(INSTRUCTION 1) Update the case summary with "Holding" swapped for "Ruling". Give it again starting at the words "- Citations: 411" and stopping after "of due process.".

(EXTRACT TO READ)
- Supreme Court of the United States

Argued January 17, 1973 Decided May 14, 1973
- Full case name: Sharron A. Frontiero and Joseph Frontiero v. Elliot L. Richardson, Secretary of Defense, et al.
- Citations: 411 U.S. 677 (more) 93 S. Ct. 1764; 36 L. Ed. 2d 583; 1973 U.S. LEXIS 153; 9 Fair Empl. Prac. Cas. (BNA) 1253; 5 Empl. Prac. Dec. (CCH) ¶ 8609

Case history
- Prior: Frontiero v. Laird, 341 F. Supp. 201 (M.D. Ala.), probable jurisdiction noted, 409 U.S. 840 (1972)
- Subsequent: None

Holding
- Statutory sex-based discrimination solely for administrative convenience is an unconstitutional violation of due process.

(SOURCE MATERIAL)
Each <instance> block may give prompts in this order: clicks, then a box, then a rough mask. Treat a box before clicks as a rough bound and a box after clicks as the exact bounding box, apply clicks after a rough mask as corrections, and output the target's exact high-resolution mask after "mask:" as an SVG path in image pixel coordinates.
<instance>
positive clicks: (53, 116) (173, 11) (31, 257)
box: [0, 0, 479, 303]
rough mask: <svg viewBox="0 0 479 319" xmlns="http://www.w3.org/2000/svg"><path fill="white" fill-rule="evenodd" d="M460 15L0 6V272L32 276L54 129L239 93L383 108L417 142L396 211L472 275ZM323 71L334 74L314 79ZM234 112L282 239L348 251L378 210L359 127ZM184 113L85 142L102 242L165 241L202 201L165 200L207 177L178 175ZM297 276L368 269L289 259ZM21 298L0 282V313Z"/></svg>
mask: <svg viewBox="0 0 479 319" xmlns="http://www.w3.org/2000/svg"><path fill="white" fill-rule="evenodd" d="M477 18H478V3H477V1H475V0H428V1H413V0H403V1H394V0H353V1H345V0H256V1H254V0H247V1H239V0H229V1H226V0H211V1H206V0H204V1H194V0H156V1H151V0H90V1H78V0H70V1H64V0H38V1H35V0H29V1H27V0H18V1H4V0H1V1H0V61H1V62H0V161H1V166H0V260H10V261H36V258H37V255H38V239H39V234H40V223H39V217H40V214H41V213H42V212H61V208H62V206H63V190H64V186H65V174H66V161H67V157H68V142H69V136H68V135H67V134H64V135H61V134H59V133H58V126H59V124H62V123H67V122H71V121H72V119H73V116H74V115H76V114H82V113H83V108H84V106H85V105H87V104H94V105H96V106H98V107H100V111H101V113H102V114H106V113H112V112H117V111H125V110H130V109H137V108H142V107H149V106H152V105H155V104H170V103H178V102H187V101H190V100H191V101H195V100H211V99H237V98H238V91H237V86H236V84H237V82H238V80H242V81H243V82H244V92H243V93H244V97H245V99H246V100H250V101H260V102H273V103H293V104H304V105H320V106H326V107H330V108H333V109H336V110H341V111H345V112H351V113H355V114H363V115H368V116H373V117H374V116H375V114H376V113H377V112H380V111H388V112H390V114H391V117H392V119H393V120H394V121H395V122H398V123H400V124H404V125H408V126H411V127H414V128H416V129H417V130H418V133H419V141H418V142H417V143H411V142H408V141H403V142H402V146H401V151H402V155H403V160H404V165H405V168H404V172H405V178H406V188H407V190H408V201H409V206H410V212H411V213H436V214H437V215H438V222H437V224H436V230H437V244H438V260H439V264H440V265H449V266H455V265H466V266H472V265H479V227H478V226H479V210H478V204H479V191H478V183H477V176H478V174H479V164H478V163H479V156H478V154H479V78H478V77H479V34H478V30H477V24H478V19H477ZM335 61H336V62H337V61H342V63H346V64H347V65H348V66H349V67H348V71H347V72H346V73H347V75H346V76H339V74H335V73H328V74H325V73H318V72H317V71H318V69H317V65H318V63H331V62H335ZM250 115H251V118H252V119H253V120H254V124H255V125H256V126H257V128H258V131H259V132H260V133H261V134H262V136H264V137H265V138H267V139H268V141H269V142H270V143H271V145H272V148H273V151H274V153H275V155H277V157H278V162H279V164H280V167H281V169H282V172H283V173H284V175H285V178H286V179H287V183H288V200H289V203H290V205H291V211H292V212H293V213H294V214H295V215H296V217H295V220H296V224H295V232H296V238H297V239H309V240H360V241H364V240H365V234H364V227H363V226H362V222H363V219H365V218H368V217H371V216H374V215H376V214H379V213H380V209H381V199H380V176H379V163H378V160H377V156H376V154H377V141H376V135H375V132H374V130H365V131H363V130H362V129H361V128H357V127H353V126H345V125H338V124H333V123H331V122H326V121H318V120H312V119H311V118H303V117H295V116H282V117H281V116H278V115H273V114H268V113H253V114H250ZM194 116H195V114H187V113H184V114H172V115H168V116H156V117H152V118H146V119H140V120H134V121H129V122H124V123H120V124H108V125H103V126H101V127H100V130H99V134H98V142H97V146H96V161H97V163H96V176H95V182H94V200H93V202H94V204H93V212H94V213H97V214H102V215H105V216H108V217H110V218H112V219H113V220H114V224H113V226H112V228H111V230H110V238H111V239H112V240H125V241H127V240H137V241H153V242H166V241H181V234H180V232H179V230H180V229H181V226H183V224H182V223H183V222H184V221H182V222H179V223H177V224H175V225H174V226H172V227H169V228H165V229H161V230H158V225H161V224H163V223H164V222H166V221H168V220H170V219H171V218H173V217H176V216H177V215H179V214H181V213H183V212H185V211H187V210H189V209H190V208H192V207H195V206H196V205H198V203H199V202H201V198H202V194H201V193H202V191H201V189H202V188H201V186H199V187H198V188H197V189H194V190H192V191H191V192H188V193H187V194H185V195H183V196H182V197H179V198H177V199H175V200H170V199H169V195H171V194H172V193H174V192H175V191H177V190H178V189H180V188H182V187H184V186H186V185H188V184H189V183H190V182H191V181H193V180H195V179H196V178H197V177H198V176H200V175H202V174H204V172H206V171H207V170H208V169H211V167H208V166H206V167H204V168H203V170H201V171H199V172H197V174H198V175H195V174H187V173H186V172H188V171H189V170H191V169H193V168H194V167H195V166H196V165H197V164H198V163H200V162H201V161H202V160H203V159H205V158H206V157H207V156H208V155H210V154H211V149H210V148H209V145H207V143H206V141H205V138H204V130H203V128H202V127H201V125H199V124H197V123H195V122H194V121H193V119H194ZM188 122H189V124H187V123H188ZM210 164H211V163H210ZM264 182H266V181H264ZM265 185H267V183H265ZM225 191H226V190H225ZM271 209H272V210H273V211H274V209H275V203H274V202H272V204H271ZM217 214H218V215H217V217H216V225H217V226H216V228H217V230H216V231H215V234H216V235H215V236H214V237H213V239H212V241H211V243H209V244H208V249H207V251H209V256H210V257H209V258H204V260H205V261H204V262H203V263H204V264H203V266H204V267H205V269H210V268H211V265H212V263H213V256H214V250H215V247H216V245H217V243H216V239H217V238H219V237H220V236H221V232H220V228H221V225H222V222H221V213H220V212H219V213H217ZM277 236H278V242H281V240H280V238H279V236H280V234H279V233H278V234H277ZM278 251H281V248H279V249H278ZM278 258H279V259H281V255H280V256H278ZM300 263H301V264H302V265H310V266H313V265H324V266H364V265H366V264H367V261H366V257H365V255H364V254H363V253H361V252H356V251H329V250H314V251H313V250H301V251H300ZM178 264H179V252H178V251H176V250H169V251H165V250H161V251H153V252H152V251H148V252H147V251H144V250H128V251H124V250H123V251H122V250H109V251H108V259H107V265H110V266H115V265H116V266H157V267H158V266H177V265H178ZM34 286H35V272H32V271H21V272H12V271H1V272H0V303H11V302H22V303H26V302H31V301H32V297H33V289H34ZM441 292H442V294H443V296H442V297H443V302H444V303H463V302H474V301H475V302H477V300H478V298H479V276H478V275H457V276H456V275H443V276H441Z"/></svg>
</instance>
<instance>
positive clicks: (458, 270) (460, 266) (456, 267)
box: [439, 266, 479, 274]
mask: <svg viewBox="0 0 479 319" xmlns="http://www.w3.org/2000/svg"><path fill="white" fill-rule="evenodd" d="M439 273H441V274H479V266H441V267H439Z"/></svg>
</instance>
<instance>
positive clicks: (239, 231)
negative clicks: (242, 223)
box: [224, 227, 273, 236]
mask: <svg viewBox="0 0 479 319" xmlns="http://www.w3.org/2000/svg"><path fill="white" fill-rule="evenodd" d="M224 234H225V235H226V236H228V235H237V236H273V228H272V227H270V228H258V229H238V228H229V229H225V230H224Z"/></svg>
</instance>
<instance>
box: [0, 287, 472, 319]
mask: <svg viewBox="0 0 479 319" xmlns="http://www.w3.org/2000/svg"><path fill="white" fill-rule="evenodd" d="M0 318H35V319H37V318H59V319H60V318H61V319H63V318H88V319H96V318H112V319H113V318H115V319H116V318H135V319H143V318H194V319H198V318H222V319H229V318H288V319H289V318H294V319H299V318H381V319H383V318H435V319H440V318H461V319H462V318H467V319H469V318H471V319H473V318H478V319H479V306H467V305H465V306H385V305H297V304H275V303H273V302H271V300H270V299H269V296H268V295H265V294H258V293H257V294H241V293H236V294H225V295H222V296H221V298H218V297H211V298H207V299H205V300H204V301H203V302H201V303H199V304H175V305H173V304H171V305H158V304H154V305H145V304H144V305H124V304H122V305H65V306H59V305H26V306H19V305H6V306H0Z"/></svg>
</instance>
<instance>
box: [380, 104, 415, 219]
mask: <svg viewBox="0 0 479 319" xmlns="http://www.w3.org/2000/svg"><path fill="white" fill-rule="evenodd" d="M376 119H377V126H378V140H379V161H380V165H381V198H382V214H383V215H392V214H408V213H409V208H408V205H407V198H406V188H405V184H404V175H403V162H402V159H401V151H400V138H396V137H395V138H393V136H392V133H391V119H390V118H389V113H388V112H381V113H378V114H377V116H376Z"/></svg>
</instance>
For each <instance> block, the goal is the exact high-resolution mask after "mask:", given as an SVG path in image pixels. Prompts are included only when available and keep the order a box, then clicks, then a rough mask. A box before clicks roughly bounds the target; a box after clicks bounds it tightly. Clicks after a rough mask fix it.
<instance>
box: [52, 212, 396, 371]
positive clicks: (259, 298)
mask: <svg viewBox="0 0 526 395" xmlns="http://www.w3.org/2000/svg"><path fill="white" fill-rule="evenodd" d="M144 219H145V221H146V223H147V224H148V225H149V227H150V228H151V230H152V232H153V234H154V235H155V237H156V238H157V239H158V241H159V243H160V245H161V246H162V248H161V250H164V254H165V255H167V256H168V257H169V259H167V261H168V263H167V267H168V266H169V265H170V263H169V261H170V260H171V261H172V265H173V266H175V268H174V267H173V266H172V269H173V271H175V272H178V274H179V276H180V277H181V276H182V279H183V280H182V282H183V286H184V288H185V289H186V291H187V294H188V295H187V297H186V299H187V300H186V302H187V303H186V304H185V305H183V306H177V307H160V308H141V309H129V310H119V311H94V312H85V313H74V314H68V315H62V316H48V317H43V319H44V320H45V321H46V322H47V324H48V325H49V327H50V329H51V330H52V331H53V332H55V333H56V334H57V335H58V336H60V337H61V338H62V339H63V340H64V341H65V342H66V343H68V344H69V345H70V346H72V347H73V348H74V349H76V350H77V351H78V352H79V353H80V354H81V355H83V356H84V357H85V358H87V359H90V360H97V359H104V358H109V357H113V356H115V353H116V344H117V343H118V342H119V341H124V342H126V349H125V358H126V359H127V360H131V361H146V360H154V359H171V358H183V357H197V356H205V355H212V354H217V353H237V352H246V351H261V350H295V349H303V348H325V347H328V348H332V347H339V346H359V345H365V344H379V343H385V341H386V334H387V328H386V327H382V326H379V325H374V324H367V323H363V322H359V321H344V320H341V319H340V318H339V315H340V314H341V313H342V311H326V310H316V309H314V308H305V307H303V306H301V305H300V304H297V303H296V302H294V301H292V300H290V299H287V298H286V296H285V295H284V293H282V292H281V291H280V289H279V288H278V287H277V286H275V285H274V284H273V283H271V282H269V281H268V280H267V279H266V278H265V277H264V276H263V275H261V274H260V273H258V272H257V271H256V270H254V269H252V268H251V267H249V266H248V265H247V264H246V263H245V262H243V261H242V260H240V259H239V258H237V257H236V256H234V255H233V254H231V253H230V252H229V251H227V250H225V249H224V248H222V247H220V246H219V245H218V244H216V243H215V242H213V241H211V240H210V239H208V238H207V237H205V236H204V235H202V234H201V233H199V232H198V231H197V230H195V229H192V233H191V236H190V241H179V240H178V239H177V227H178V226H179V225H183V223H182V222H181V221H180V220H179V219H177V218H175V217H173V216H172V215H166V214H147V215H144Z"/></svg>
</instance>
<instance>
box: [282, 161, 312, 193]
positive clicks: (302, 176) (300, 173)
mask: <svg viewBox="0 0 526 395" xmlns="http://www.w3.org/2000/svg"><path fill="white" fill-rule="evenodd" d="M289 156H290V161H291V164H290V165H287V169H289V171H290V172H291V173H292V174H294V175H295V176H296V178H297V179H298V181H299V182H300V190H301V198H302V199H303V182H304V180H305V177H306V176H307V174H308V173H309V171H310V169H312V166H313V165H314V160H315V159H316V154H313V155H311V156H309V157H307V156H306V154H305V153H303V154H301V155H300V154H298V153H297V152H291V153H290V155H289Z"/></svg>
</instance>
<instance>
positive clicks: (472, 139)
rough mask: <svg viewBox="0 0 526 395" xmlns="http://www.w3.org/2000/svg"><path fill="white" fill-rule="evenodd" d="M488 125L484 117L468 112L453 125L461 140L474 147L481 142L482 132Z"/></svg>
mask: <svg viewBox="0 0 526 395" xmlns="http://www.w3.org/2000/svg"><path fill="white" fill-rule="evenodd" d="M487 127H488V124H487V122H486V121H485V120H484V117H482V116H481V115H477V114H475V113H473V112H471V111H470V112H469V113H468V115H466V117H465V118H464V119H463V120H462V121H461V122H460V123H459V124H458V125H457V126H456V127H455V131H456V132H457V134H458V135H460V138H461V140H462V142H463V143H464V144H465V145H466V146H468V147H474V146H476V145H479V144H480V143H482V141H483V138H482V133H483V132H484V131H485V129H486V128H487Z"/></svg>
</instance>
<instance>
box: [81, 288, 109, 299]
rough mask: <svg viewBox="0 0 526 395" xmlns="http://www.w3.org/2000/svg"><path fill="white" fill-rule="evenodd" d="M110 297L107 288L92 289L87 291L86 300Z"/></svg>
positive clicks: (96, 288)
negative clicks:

(INSTRUCTION 2) Arrange the rows as a JSON list of strings, one per line, with blank lines left out. Begin at the first line of the rows and stop after the line that contains "positive clicks: (53, 116)".

(RESPONSE 1)
- Citations: 411 U.S. 677 (more) 93 S. Ct. 1764; 36 L. Ed. 2d 583; 1973 U.S. LEXIS 153; 9 Fair Empl. Prac. Cas. (BNA) 1253; 5 Empl. Prac. Dec. (CCH) ¶ 8609

Case history
- Prior: Frontiero v. Laird, 341 F. Supp. 201 (M.D. Ala.), probable jurisdiction noted, 409 U.S. 840 (1972)
- Subsequent: None

Ruling
- Statutory sex-based discrimination solely for administrative convenience is an unconstitutional violation of due process.

(RESPONSE 2)
[
  "Each <instance> block may give prompts in this order: clicks, then a box, then a rough mask. Treat a box before clicks as a rough bound and a box after clicks as the exact bounding box, apply clicks after a rough mask as corrections, and output the target's exact high-resolution mask after \"mask:\" as an SVG path in image pixel coordinates.",
  "<instance>",
  "positive clicks: (53, 116) (173, 11) (31, 257)"
]